COMPITI DA SVOLGERE:
• 1. Conti le righe dei record in cui compare la stringa "small", distinguendo tra maiuscole e minuscole, e indichi soltanto il numero.
• 2. Prosegua l’articolo sui vent’anni di “Dangerous” di Michael Jackson, riprendendo subito dopo l’ultima frase riportata.

Michael Jackson: vent’anni fa usciva “Dangerous”
Michael Jackson: vent’anni fa usciva “Dangerous”
Erano passati quattro anni dal successo planetario di “Bad” e le voci che annunciavano un nuovo album del Re del Pop si facevano sempre più insistenti. C’era però anche una notizia ad allarmare fan e appassionati: Michael Jackson aveva abbandonato Quincy Jones. Più che produttore, Jones era diventato una sorta di ‘padre artistico’ per Jacko. Lo aveva guidato e consigliato, imprimendo al suo stile e al suo sound una serie di direzioni fondamentali. Con sgomento di tutti, il 26 novembre di vent’anni fa, “Dangerous” venne pubblicato con la metà dei brani prodotti da Teddy Riley e l’altra metà dallo stesso Jackson e da Bill Bottrell (oltre a un paio di tracce più legate al passato, realizzate insieme a Bruce Swedien – già presente in “Thriller” e “Bad”).

RECORD FORNITI:
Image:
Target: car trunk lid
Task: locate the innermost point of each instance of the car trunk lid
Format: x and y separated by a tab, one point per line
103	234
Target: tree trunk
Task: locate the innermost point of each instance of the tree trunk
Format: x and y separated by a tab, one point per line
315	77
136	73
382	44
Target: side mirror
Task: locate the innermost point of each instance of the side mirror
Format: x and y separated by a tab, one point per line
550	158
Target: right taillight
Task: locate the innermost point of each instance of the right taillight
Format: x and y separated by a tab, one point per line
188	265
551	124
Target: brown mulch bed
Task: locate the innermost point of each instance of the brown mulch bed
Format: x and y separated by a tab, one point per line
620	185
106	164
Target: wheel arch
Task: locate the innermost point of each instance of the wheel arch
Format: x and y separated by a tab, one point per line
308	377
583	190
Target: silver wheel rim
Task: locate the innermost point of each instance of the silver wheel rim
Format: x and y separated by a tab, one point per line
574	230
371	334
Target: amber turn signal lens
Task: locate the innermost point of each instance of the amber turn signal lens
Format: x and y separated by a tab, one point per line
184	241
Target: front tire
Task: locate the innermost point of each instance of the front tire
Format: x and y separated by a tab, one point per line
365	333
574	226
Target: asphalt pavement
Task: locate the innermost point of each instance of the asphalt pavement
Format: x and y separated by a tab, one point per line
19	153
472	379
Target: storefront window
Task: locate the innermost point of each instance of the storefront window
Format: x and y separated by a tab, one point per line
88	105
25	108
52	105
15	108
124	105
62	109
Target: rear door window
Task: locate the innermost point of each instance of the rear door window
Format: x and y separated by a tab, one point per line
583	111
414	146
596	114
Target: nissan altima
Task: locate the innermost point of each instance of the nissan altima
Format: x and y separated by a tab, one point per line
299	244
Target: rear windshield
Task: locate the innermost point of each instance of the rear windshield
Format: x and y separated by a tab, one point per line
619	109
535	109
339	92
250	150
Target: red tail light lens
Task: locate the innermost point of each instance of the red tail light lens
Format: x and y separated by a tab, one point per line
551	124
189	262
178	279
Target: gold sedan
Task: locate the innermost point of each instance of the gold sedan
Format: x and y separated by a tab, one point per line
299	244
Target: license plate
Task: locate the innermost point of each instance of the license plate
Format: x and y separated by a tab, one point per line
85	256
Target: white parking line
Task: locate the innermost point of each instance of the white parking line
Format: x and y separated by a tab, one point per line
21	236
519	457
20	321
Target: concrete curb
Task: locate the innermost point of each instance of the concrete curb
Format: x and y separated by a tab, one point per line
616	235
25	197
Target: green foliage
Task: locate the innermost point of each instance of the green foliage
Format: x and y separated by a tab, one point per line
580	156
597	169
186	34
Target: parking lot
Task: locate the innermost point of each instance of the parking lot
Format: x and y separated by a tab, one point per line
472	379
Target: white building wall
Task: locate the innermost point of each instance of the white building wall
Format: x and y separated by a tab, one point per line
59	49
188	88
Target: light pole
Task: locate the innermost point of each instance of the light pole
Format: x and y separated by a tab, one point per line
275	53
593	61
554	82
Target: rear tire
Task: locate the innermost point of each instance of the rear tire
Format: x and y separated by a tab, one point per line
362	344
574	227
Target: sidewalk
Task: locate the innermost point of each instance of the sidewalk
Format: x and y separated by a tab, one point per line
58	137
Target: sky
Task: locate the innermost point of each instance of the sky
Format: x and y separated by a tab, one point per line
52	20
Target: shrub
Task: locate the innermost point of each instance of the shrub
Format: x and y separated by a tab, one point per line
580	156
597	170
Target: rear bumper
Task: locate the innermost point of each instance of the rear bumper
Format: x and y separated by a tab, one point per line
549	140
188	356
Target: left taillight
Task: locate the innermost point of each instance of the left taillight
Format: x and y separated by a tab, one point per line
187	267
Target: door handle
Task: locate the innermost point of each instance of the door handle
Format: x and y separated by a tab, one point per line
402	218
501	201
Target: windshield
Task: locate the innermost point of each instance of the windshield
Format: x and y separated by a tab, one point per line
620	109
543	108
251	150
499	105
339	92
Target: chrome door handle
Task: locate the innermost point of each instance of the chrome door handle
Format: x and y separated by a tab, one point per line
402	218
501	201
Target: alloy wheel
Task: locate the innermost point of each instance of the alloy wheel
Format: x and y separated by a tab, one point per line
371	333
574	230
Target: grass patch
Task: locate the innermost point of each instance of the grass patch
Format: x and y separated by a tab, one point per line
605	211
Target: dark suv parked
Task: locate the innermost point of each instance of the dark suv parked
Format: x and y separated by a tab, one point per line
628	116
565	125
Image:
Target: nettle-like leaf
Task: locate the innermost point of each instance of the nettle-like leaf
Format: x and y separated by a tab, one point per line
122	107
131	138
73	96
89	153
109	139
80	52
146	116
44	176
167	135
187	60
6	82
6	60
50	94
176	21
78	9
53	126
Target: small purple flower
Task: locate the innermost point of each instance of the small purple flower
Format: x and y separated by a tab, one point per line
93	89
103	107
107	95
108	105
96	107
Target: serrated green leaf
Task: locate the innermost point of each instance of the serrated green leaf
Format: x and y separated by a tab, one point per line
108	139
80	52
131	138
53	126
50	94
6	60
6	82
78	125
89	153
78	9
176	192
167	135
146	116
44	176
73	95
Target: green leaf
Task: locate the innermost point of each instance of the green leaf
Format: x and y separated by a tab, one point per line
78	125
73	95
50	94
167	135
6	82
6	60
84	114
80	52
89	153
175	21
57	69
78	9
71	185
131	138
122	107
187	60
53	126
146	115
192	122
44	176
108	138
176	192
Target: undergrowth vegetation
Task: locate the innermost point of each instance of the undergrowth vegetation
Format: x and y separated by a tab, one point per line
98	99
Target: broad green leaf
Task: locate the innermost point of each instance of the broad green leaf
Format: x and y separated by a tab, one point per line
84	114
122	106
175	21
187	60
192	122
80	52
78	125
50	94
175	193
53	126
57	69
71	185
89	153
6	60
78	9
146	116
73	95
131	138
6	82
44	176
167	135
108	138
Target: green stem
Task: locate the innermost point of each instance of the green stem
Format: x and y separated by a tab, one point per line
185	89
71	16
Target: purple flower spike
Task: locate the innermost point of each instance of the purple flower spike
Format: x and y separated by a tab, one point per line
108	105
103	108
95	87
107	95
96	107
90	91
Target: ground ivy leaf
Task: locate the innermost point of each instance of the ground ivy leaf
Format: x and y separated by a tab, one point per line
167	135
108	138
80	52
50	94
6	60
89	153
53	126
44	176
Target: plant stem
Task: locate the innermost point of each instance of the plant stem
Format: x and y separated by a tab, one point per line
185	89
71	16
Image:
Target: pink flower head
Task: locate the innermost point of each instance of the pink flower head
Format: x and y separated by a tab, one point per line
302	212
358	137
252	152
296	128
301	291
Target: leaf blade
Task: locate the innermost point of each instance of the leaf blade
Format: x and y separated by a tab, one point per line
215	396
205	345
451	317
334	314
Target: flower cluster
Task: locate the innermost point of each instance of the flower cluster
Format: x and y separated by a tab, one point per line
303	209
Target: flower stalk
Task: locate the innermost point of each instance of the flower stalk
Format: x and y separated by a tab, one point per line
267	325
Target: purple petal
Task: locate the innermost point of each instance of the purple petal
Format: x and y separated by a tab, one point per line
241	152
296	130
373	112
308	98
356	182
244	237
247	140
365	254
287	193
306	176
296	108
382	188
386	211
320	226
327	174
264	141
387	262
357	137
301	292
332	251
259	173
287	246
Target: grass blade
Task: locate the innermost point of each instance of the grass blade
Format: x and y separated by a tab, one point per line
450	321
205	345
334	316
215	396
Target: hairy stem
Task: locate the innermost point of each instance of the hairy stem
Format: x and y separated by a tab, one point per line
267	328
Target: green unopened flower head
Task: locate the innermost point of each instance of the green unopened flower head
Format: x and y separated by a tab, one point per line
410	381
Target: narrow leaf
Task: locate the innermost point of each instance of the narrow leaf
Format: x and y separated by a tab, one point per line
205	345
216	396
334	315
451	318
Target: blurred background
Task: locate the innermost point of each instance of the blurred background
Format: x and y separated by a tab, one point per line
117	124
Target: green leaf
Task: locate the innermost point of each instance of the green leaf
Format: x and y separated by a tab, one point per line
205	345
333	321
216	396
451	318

RISULTATI PER COMPITO:
• 1. 2

• 2.
Cinquecento milioni di persone rimasero incollate davanti allo schermo per guardare i dieci minuti di “Black Or White”: primo singolo e colossale epifania della musica pop. Girato da John Landis (“The Blues Brothers”, “Una poltrona per due”, ma anche “Thriller”, pluripremiato video di Jackson) e con la partecipazione di Macaulay Culkin, “Black Or White” fu un successo annunciato, anche grazie all’innovativo uso del morphing. I problemi arrivarono poi, quando i quattro minuti finali vennero censurati perché ritenuti troppo violenti. Le immagini di Michael Jackson che distruggeva vetrine e macchine su cui erano stati disegnati simboli razzisti, male si conciliavano con le recenti rivolte nere in alcune città degli Stati Uniti.
La censura – ovviamente – non impedì i risultati: “Black or White” rimase primo nella classifica dei singoli per ben sette settimane, mentre “Dangerous” vendette 326.500 copie nella prima settimana e quattro milioni in meno di due mesi solo negli USA. Gli altri brani non furono da meno: “Remember the Time”, “In the Closet”, “Will You Be There” ottennero tutti numerosi riconoscimenti, fino alla ridicola accusa di plagio del ‘nostro’ Al Bano per “Will You Be There” e al capolavoro di “Heal the World” che diede poi il nome alla “Heal the World Foundation”, associazione benefica fondata nel 1992 a cui Jackson donò quasi tutti i ricavati del “Dangerous World Tour”.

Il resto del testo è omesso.